** Image box annotation records **
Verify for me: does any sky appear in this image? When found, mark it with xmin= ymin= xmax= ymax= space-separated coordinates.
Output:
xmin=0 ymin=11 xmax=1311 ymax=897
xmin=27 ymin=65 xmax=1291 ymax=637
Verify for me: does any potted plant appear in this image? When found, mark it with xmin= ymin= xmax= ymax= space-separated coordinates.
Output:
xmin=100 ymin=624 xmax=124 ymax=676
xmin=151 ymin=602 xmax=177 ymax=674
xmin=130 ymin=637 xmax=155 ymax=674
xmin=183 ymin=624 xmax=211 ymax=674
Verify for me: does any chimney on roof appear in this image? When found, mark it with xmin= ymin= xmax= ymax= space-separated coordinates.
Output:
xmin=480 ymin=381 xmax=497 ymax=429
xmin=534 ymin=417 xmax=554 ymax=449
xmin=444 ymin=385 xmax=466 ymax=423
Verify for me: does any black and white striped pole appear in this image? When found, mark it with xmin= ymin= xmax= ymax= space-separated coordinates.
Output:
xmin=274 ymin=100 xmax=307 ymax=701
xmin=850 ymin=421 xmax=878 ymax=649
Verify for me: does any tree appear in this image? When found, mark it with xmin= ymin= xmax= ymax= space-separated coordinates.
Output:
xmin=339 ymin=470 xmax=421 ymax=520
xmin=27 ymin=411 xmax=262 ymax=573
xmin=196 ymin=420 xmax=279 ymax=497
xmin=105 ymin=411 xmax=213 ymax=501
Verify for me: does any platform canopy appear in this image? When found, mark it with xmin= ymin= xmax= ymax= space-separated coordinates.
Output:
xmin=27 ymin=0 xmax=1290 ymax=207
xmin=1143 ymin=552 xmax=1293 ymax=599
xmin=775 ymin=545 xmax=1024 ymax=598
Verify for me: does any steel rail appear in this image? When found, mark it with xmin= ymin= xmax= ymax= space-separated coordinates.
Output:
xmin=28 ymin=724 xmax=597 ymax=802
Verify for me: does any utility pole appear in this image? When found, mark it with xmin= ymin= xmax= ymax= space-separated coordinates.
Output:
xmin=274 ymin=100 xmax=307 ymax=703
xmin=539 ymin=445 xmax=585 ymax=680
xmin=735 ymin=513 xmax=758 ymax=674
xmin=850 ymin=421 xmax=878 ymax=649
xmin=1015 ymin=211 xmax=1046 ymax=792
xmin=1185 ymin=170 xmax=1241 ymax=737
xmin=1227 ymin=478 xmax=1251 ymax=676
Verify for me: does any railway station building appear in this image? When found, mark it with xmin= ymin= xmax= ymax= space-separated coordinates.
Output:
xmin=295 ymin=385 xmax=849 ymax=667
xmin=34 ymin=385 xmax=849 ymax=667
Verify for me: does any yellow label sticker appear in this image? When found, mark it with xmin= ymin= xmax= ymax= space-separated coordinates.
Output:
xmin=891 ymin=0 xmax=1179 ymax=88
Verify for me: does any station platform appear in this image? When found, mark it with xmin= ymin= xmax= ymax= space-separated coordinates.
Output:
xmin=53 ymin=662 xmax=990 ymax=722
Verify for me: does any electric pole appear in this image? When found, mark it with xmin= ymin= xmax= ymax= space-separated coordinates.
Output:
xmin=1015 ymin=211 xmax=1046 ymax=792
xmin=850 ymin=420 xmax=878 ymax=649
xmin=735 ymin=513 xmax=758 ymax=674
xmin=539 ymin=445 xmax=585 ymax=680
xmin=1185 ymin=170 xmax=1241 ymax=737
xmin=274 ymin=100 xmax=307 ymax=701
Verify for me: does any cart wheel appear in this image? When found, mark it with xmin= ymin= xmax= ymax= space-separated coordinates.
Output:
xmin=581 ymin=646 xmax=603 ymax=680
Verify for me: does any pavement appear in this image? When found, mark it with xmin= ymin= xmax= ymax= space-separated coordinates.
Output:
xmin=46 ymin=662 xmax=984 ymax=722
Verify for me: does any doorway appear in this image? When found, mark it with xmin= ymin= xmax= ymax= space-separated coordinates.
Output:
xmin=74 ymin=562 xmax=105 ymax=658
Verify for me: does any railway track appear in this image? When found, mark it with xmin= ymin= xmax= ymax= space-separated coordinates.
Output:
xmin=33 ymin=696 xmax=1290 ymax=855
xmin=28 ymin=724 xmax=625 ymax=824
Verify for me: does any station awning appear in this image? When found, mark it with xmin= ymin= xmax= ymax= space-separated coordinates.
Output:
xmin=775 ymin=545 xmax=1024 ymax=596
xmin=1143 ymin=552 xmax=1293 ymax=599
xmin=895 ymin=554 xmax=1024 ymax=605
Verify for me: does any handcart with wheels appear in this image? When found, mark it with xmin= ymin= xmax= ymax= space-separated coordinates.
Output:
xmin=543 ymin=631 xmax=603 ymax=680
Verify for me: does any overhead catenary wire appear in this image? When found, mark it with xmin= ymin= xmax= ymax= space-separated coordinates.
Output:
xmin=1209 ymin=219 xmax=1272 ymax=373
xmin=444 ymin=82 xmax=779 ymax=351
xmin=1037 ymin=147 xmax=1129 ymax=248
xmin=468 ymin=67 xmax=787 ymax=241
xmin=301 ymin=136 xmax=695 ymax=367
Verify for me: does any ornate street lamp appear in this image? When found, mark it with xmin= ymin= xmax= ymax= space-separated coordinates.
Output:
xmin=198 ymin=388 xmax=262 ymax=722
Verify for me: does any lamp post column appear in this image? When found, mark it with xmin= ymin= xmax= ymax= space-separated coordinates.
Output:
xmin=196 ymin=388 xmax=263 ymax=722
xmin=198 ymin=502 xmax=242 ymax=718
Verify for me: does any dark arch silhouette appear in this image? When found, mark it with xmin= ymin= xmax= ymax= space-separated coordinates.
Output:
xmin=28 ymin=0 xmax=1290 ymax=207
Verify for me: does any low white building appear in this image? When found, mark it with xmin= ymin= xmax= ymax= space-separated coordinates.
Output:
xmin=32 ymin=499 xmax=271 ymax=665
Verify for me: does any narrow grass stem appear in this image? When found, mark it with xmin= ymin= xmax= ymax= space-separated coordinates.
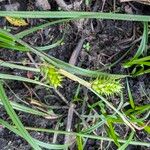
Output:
xmin=25 ymin=127 xmax=150 ymax=147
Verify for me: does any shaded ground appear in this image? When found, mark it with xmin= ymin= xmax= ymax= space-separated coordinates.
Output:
xmin=0 ymin=0 xmax=150 ymax=150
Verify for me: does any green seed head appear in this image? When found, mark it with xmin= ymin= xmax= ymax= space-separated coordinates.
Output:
xmin=92 ymin=77 xmax=123 ymax=96
xmin=41 ymin=65 xmax=63 ymax=88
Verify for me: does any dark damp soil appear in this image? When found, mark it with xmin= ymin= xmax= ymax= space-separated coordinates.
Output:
xmin=0 ymin=0 xmax=150 ymax=150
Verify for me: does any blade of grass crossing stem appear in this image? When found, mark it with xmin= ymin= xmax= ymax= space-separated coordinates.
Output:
xmin=107 ymin=120 xmax=120 ymax=147
xmin=15 ymin=19 xmax=71 ymax=38
xmin=0 ymin=81 xmax=41 ymax=150
xmin=0 ymin=73 xmax=51 ymax=88
xmin=76 ymin=136 xmax=84 ymax=150
xmin=0 ymin=60 xmax=40 ymax=73
xmin=0 ymin=99 xmax=50 ymax=117
xmin=118 ymin=131 xmax=134 ymax=150
xmin=133 ymin=22 xmax=148 ymax=59
xmin=0 ymin=29 xmax=134 ymax=130
xmin=0 ymin=119 xmax=68 ymax=150
xmin=90 ymin=89 xmax=135 ymax=130
xmin=123 ymin=22 xmax=148 ymax=68
xmin=0 ymin=11 xmax=150 ymax=22
xmin=35 ymin=37 xmax=63 ymax=51
xmin=20 ymin=127 xmax=150 ymax=147
xmin=0 ymin=29 xmax=128 ymax=79
xmin=126 ymin=78 xmax=135 ymax=109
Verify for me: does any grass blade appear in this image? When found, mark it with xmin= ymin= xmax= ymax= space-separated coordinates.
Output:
xmin=118 ymin=131 xmax=134 ymax=150
xmin=0 ymin=81 xmax=41 ymax=150
xmin=0 ymin=119 xmax=68 ymax=150
xmin=126 ymin=79 xmax=135 ymax=109
xmin=0 ymin=73 xmax=51 ymax=88
xmin=0 ymin=11 xmax=150 ymax=22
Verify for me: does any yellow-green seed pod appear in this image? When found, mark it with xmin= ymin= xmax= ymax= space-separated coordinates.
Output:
xmin=41 ymin=64 xmax=63 ymax=88
xmin=91 ymin=77 xmax=123 ymax=96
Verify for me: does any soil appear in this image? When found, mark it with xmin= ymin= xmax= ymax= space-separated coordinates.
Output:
xmin=0 ymin=0 xmax=150 ymax=150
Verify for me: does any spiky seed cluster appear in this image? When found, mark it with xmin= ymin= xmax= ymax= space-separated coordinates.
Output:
xmin=92 ymin=77 xmax=123 ymax=96
xmin=41 ymin=65 xmax=63 ymax=88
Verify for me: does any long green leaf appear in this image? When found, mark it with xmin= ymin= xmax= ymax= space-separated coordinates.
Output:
xmin=118 ymin=131 xmax=134 ymax=150
xmin=0 ymin=119 xmax=68 ymax=150
xmin=0 ymin=73 xmax=50 ymax=88
xmin=0 ymin=11 xmax=150 ymax=22
xmin=0 ymin=81 xmax=41 ymax=150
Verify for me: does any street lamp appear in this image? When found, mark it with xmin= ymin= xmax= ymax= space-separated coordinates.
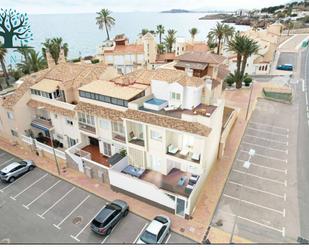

** Exercise task **
Starting with the line that contains "Verify for me: does any dark arch" and going on through the line that contains "xmin=28 ymin=0 xmax=1290 ymax=207", change "silhouette" to "outline" and write out those lines with nothing else altered.

** Written answer **
Verify for me: does any dark arch outline appear in this image? When found, mark it with xmin= ymin= xmax= ymax= space-separated coordinates.
Output:
xmin=28 ymin=0 xmax=1290 ymax=207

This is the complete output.